Instructions for the task: Write out the lines of data below that run from the line containing "I need to find the trash" through the line containing "[[618, 401, 650, 448]]", inclusive, reproducing each one without alteration.

Data to use:
++++++++++

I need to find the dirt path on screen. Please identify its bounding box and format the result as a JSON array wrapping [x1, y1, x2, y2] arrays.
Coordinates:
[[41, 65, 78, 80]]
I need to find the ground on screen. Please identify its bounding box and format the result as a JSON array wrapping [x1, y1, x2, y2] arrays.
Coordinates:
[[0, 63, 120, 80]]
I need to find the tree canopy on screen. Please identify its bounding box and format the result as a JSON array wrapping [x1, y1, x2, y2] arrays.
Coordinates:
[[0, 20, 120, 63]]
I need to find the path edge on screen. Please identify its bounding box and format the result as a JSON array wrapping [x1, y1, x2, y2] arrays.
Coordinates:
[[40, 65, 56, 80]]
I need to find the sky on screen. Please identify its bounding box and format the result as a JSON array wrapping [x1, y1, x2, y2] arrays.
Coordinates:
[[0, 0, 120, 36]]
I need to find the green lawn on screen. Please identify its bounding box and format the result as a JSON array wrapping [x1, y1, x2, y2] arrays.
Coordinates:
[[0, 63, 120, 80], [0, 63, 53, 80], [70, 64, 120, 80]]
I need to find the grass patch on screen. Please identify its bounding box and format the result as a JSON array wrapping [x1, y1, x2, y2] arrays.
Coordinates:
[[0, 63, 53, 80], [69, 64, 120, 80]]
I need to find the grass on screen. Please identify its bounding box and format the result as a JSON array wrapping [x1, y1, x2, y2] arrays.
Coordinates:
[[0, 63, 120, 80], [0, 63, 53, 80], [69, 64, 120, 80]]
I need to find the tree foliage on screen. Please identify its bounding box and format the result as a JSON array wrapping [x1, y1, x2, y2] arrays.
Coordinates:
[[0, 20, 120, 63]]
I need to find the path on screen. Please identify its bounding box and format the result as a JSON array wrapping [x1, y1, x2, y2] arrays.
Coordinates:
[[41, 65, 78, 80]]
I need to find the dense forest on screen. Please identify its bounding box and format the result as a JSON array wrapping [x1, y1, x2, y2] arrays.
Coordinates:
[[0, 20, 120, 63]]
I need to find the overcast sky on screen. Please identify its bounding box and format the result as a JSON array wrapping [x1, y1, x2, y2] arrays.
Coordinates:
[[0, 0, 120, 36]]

++++++++++

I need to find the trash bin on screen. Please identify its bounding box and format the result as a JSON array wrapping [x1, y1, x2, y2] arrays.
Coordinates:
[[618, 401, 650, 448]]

++++++++++

Correct response:
I need to find the trash bin on screen. Please identify its bounding box and format the result as a JSON array wrapping [x1, y1, x2, y2] arrays.
Coordinates:
[[618, 401, 650, 448]]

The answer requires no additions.